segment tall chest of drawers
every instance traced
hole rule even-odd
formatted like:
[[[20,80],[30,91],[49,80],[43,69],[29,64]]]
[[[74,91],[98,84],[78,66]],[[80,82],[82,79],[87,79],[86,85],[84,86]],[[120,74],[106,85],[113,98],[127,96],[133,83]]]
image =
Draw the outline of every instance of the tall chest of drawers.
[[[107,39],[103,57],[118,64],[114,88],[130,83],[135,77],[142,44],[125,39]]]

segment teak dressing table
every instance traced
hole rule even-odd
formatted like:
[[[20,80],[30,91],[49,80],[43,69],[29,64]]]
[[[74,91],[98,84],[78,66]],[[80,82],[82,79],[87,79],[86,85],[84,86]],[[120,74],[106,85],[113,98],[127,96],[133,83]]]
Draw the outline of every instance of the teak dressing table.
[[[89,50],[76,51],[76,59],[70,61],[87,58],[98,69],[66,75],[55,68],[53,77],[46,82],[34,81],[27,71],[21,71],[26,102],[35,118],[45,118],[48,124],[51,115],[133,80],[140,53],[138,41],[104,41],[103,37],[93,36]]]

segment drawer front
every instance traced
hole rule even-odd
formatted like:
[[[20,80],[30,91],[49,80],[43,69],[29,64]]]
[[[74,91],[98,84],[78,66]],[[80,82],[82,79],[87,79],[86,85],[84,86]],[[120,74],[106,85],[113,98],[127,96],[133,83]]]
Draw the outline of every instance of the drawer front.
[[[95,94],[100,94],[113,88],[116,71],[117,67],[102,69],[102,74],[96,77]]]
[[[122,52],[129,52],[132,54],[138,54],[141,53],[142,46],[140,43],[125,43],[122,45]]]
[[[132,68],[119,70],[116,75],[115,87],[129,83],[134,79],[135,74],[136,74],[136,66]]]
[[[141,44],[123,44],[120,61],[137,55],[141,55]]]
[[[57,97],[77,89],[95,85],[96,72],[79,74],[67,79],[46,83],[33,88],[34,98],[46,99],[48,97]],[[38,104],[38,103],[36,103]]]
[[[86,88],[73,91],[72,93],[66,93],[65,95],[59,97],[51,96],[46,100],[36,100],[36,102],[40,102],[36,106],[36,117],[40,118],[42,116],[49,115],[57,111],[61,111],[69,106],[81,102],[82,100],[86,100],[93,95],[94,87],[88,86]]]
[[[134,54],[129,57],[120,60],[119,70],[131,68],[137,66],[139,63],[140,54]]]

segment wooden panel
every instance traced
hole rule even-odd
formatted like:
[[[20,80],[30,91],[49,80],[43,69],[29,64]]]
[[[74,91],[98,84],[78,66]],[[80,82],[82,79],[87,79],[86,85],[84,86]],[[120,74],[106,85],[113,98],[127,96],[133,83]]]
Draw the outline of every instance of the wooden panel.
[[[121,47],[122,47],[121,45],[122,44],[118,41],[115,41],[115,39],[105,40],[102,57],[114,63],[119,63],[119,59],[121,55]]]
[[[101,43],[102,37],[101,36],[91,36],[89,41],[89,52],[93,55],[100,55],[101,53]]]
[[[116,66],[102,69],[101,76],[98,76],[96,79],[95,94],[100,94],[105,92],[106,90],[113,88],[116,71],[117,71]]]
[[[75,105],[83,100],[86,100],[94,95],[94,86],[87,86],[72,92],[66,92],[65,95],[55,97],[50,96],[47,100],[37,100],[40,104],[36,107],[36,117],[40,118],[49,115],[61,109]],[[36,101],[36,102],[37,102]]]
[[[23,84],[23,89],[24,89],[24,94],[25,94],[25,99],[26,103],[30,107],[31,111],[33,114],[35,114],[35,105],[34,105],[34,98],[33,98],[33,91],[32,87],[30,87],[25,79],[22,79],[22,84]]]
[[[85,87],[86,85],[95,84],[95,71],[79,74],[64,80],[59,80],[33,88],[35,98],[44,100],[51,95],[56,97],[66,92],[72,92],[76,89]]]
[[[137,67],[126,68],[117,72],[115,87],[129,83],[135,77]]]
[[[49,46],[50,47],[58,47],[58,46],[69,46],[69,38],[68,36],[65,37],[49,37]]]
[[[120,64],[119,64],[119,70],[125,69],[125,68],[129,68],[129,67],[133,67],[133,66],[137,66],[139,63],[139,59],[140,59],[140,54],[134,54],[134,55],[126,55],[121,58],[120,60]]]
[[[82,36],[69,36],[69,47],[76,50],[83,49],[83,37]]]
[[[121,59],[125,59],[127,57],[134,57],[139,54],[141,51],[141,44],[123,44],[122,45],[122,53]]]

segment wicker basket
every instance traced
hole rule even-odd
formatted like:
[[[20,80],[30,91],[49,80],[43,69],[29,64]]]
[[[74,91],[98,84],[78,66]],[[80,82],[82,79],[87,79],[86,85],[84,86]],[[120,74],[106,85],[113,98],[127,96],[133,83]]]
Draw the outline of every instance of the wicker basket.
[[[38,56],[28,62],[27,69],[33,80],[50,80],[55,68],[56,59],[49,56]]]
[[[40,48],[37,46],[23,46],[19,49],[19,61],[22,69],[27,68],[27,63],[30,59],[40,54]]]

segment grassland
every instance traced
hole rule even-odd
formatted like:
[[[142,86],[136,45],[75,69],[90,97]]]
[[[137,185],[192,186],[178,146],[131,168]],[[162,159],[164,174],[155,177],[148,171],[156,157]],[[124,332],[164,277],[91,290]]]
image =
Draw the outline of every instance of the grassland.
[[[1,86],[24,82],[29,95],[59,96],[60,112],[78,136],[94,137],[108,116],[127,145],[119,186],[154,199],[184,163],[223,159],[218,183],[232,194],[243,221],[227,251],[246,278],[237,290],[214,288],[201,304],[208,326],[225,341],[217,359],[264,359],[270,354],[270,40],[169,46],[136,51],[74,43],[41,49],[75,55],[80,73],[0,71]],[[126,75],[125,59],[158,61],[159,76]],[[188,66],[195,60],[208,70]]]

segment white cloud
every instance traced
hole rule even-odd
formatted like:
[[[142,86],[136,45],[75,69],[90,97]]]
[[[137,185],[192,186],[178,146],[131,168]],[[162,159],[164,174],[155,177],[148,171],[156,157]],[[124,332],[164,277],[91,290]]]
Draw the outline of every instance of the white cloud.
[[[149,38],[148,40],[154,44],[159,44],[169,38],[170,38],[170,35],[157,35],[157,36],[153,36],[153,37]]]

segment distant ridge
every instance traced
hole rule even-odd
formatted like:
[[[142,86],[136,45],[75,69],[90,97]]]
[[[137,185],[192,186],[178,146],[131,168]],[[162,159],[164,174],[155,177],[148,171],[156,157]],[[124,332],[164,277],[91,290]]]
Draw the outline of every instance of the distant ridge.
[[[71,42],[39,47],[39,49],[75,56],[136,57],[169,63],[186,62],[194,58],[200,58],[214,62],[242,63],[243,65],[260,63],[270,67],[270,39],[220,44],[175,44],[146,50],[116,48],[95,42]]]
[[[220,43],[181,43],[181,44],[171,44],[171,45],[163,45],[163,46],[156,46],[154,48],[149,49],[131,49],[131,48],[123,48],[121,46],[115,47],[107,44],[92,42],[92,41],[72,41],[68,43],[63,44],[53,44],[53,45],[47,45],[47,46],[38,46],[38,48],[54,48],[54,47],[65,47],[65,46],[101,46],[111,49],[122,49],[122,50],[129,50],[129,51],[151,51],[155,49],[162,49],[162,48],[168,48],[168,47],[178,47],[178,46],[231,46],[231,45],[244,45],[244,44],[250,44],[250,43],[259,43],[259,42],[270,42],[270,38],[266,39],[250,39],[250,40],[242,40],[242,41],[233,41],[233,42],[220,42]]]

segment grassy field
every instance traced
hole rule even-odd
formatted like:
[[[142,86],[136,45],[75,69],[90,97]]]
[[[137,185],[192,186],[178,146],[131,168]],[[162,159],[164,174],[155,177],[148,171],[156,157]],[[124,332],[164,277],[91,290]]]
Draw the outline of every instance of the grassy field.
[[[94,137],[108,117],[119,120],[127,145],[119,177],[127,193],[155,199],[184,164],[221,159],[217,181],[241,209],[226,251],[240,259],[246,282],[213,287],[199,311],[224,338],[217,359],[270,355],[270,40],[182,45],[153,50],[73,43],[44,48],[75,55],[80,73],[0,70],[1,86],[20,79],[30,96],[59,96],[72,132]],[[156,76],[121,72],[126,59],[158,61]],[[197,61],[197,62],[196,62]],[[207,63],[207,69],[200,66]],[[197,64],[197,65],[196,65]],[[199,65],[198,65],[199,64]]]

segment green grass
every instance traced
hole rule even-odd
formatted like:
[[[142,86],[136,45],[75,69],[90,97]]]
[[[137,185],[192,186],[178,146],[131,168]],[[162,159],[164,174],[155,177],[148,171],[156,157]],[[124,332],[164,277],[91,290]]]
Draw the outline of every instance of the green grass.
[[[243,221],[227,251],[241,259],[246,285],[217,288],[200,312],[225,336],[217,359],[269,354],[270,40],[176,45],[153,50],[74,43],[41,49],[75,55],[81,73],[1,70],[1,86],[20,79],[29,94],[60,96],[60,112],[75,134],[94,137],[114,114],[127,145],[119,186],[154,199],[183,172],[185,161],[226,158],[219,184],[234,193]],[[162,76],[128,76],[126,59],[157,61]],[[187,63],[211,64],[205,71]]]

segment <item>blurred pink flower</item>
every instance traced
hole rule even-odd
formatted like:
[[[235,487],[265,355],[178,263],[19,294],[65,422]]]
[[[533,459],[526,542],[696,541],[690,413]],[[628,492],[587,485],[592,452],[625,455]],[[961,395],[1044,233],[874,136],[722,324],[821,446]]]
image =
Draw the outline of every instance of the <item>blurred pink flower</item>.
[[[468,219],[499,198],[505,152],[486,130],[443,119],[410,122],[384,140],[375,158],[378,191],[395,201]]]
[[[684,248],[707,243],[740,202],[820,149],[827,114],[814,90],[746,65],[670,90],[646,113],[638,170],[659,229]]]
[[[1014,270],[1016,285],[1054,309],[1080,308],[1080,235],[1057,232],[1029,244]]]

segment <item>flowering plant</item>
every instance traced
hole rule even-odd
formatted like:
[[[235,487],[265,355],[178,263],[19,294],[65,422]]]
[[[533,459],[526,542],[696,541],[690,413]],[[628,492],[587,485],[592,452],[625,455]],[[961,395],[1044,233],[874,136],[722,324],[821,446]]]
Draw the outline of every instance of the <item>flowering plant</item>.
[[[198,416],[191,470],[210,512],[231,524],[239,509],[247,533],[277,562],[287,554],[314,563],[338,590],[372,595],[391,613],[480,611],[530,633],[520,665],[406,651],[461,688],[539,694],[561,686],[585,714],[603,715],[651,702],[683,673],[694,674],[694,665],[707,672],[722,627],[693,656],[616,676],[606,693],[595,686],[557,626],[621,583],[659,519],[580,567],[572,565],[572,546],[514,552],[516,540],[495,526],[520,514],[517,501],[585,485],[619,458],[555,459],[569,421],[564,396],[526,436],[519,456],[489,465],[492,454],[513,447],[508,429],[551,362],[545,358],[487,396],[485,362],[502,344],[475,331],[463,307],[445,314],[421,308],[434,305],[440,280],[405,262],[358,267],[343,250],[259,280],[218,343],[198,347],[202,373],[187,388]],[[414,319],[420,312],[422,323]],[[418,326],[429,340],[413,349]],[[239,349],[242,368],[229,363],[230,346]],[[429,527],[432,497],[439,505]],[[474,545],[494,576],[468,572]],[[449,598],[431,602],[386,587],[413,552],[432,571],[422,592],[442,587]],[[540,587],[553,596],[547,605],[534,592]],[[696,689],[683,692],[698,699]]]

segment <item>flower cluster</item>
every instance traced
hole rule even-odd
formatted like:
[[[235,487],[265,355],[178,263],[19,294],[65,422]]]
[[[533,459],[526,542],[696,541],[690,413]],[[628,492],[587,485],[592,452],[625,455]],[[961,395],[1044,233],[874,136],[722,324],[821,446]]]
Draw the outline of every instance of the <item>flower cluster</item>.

◆ AIM OF THE EXERCISE:
Find the lines above that contain the word "cluster" and collect them.

◆ ANSWER AREA:
segment <item>flower cluster</item>
Draw the outline of every instance of the <item>flower cluster</item>.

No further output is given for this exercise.